Individualized Education Plans (IEPs) are critical in obtaining services for an Autistic or Neurodiverse child with needs not met in the typical school setting.
IEP--An Individualized Education Plan is a document created by a public school's special education department that summarizes the progress, challenges, and supports needed for a student to succeed in school. The process of creating an IEP can be initiated by the school or parent, but it must include the parents of the student in the process. This document falls under Individuals with Disabilities Education Act (IDEA) law.
The desire or need for more support usually comes after certain red flags for a parent, teacher, or caregiver such as changes in grades, an increase in emotional response, truancy, lack of skill growth, or lack of reaching developmental milestones at a certain age. Parents begin this process by contacting their public school's special education department and requesting an IEP eligibility meeting.
########################################
### Requirement A
In the passage on IEPs, what law does an IEP fall under?
### Requirement B
Continue the passage on IEPs from its final sentence.
The listing comes from a separate source, unrelated to the passage on IEPs.

### Data excerpt
########################################
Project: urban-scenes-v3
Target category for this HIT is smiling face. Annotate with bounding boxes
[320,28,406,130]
########################################
### Task answer A
The Individuals with Disabilities Education Act (IDEA).

### Task answer B
4 Key Parts of the IEP Process:
A. Eligibility for Special Ed. Services--This first step is about testing. It often includes formal assessments as well as feedback from teachers, assistants, specialists (OT, SLP), and outside service providers (MD, PhD, PsyD) to identify challenges in the student's ability to access the general curriculum. Tests/evaluations can include a: psycho-educational evaluation, neuropsychological evaluation, teacher rating scales, and other inventories (Behavior Rating Inventory of Executive Function, Behavior Assessment System for Children, Adaptive Behavior Assessment System, Children's Depression Inventory, Conners Rating Scales, Multidimensional Anxiety Scale for Children, to name a few).
There are 13 categories that IDEA/special ed. law covers:
Autism
Deaf/Blindness
Deafness
Emotional Disturbance
Hearing Impairment
Intellectual Disability (IQ)
Multiple Disabilities
Orthopedic Impairment
Other Health Impairment (ADD, ADHD, Tourette Syndrome)
Specific Learning Disability (dyslexia, dysgraphia)
Speech and Language Impairment
Traumatic Brain Injury
Visual Impairment
B. Present Levels of Academic Achievement and Functional Performance--This part of the IEP is specifically written in terms that are understandable by the general public. This summarizes the student's interests, preferences, strengths, and areas of need. It can summarize where the student is in terms of grades, participation, academic habits specific to a certain class, and challenges in specific classes. It can also share what strategies have been tried that work well and strategies that have not been successful that the teacher/school has tried.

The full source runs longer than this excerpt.